List every line of the data below that contains the string "short", treating uppercase and lowercase letters as different.
-- start PROVIDED MATERIAL --
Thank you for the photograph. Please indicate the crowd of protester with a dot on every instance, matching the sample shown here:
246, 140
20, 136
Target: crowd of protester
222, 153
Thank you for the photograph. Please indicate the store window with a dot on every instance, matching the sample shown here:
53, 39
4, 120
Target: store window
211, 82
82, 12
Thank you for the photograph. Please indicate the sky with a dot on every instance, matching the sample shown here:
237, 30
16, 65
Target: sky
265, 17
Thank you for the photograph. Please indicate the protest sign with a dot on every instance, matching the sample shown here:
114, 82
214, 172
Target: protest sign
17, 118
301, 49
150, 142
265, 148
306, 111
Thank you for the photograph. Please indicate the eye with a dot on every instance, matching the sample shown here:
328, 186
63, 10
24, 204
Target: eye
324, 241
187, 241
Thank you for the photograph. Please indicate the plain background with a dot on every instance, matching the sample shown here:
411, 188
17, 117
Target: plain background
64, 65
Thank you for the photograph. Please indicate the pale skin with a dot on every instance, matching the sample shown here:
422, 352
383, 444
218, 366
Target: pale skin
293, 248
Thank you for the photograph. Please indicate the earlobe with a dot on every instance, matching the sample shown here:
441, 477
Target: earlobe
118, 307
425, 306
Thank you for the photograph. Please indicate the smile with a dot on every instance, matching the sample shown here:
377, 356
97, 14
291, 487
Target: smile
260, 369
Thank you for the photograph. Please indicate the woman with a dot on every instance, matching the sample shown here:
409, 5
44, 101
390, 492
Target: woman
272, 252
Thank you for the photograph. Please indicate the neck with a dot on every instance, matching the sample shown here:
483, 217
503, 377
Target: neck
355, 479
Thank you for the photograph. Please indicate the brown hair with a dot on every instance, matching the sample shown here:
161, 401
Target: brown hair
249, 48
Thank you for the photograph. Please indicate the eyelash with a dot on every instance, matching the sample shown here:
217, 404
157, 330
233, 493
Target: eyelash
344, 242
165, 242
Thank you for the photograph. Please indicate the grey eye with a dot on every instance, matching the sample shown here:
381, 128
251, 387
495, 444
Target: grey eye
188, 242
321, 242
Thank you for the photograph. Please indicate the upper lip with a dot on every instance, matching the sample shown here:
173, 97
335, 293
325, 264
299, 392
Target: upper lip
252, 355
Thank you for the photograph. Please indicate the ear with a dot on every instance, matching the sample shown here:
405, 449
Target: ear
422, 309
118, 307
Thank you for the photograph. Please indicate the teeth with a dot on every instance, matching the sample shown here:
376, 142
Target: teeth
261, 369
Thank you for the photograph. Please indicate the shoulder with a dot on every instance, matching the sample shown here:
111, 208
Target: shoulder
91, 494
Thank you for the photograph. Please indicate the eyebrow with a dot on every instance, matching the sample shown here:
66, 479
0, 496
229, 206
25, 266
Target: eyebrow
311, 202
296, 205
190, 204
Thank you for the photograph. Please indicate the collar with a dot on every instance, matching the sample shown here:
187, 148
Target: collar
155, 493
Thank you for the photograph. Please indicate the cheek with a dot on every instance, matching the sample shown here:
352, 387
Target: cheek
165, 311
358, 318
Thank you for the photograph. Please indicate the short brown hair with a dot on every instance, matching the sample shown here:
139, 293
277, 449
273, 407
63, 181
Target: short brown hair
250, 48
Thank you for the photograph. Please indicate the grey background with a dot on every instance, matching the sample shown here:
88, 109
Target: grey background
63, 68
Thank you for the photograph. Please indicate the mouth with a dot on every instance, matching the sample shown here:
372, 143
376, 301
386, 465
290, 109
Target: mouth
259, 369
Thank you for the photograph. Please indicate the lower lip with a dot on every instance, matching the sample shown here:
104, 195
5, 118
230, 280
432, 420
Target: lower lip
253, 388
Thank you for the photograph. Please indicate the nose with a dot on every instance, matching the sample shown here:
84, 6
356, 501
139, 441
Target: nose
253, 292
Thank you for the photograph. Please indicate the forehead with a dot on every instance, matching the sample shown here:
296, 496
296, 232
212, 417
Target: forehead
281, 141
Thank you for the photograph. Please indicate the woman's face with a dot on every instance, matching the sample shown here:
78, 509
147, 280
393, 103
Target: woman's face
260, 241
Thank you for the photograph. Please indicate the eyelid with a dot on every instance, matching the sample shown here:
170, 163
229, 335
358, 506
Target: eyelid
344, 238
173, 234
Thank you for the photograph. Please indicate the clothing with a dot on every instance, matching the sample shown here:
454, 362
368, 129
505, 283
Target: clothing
-- end PROVIDED MATERIAL --
-- start PROVIDED MATERIAL --
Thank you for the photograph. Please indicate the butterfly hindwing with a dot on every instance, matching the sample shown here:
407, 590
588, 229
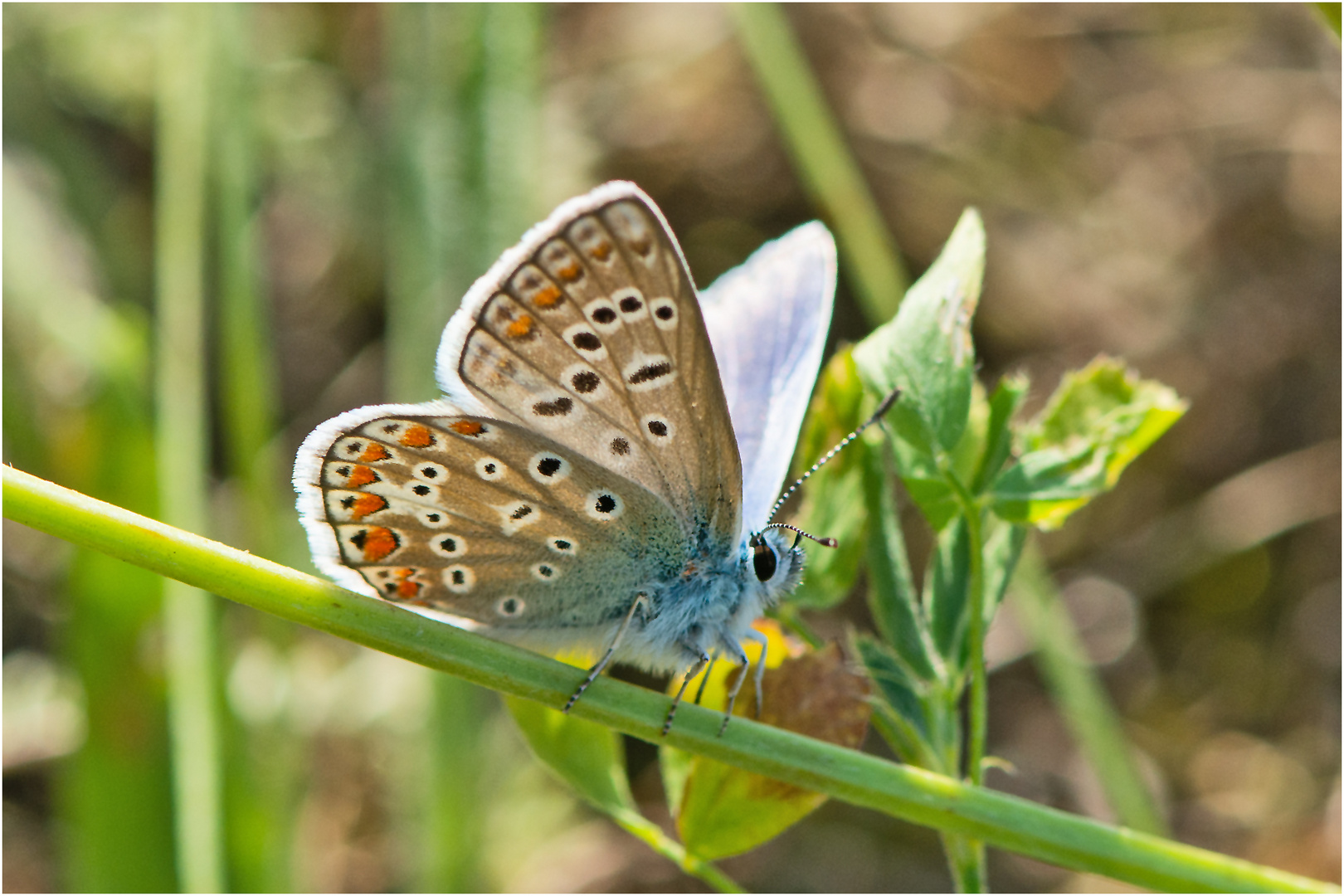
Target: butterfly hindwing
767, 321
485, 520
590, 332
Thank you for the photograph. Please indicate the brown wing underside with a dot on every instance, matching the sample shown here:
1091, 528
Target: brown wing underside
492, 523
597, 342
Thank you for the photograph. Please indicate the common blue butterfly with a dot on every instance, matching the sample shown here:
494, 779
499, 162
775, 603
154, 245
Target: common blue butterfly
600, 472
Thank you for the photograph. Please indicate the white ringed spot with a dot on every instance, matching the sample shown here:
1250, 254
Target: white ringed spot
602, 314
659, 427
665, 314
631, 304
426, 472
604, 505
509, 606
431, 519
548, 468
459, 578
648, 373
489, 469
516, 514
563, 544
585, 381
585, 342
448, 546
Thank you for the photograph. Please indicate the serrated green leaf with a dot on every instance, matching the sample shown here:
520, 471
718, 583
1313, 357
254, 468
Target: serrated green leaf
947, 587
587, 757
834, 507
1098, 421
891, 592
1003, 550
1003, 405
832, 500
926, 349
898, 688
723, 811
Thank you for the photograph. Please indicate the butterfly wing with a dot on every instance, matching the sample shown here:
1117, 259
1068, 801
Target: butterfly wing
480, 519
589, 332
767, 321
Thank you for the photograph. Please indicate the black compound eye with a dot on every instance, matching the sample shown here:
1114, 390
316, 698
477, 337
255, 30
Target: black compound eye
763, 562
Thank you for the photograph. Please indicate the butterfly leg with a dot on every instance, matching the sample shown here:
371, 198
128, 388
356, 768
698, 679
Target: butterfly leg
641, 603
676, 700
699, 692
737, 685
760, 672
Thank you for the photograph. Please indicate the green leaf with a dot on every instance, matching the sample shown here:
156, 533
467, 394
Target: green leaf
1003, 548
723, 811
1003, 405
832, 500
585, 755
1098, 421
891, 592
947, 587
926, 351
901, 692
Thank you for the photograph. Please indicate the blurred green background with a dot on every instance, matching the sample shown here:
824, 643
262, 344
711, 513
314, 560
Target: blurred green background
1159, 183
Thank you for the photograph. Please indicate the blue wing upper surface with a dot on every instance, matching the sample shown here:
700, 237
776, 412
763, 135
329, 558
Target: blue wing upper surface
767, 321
-- end PROVIDED MATERIAL --
→ **OUTPUT BELOW**:
Thank you for the photograph. Please indicate the short brown hair with a dot on every instance, matching the sample shown here:
Target: short brown hair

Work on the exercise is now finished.